--- RECORDS FOR PROCESSING ---
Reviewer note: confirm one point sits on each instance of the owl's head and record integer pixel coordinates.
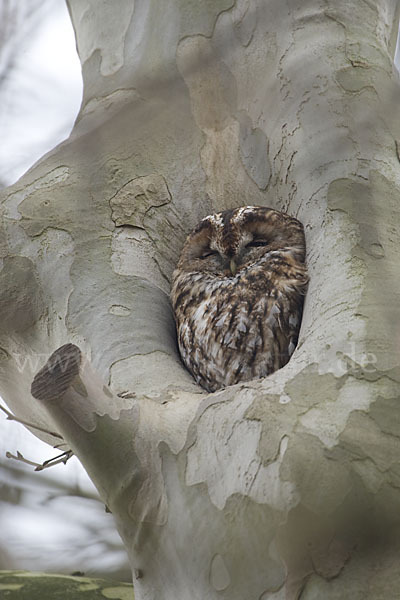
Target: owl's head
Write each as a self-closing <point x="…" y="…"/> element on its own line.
<point x="226" y="242"/>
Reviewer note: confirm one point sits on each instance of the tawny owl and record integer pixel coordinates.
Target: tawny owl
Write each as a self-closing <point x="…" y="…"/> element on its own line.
<point x="237" y="295"/>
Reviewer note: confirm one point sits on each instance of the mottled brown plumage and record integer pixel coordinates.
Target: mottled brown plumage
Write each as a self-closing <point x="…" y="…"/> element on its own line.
<point x="237" y="295"/>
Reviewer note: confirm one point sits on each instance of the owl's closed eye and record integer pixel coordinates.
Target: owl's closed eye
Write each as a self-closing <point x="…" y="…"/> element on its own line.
<point x="237" y="295"/>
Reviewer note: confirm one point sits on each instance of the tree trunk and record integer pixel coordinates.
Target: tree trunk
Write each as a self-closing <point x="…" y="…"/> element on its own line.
<point x="270" y="489"/>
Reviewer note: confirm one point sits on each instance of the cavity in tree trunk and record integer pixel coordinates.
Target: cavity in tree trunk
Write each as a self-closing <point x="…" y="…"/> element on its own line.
<point x="269" y="489"/>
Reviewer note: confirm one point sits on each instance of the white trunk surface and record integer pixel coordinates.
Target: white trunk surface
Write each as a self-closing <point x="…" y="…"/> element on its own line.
<point x="271" y="489"/>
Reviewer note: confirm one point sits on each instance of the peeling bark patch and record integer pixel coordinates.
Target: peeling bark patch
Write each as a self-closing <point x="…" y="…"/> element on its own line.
<point x="219" y="575"/>
<point x="58" y="374"/>
<point x="21" y="302"/>
<point x="131" y="203"/>
<point x="211" y="84"/>
<point x="244" y="16"/>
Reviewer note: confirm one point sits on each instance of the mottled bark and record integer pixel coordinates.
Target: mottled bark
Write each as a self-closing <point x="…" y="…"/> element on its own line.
<point x="268" y="490"/>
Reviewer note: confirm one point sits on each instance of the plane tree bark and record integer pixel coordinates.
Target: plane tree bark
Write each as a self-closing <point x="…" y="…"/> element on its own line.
<point x="271" y="489"/>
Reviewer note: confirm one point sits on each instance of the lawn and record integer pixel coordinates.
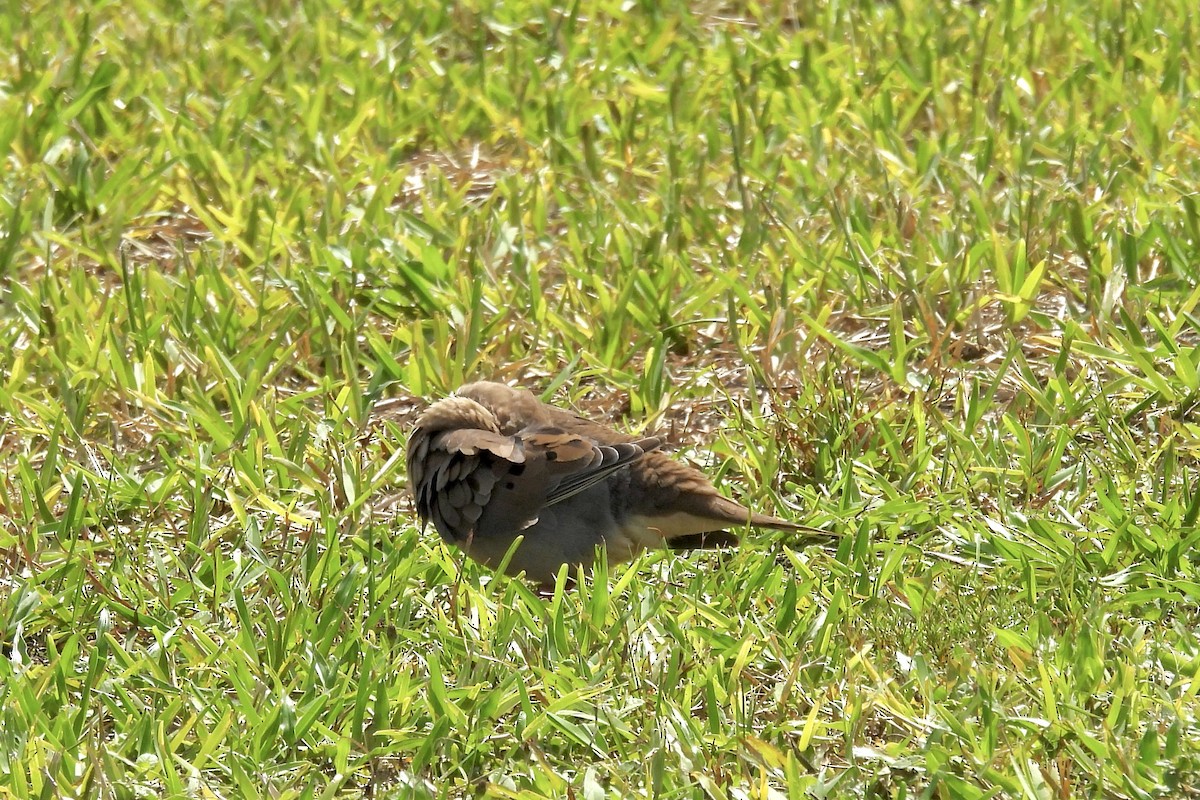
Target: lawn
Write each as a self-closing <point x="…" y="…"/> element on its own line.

--- THE EXERCISE ---
Rewrite all of the data above, changing every "Target" to "Label" and leaving everything else as it is. Leave the pictures out.

--- RIGHT ANSWER ---
Reviewer note: confirm one point sits on each instance of the owl's head and record integer pixel coordinates.
Label: owl's head
Write each as a self-closing <point x="…" y="…"/> element on its own line.
<point x="226" y="242"/>
Reviewer note: confirm one point sits on each instance of the tawny owl and record integer pixel coordinates.
Label: tawny owl
Write each as a self-closing <point x="…" y="…"/> element on its own line.
<point x="237" y="295"/>
Reviewer note: confirm one point sits on each instance of the mottled brown plumage and record integer pixel coordinates.
Label: mottled brown plumage
Write each as a self-closing <point x="…" y="…"/> element on its own line.
<point x="237" y="295"/>
Reviewer note: confirm one point sits on each instance of the owl's closed eye and record integer pixel coordinates.
Label: owl's closed eye
Write each as a self-closing <point x="…" y="…"/> element on its own line.
<point x="237" y="295"/>
Reviewer note: confirm one point sits on each instance of the tree trunk and record integer pixel coordinates.
Label: tree trunk
Write each as a self-closing <point x="…" y="…"/> element on its own line.
<point x="270" y="489"/>
Reviewer note: confirm one point sits on each instance of the cavity in tree trunk and record integer pixel coordinates.
Label: cavity in tree trunk
Write each as a self-closing <point x="…" y="…"/> element on its own line.
<point x="269" y="489"/>
Reviewer note: confirm one point sits on each instance of the white trunk surface and record integer pixel coordinates.
Label: white trunk surface
Write each as a self-closing <point x="…" y="…"/> element on its own line.
<point x="271" y="489"/>
Reviewer note: confirm one point sits on each instance of the peeling bark patch and record integer pixel coordinates.
Label: peeling bark patch
Write each as a self-closing <point x="…" y="…"/> element on its own line.
<point x="219" y="575"/>
<point x="58" y="374"/>
<point x="21" y="302"/>
<point x="131" y="203"/>
<point x="211" y="84"/>
<point x="244" y="16"/>
Reviewer note: confirm one point sits on each instance of the mottled bark and record integer pixel coordinates.
Label: mottled bark
Write each as a self-closing <point x="…" y="…"/> element on its own line.
<point x="268" y="490"/>
Reviewer note: confirm one point sits on each instance of the plane tree bark and record integer pixel coordinates.
Label: plane tree bark
Write each as a self-closing <point x="…" y="…"/> element on its own line.
<point x="271" y="489"/>
Reviewer note: confirm one point sits on each instance of the lawn and record integer pixel coordinates.
Label: lawn
Write each as a self-closing <point x="…" y="…"/> element on its own line.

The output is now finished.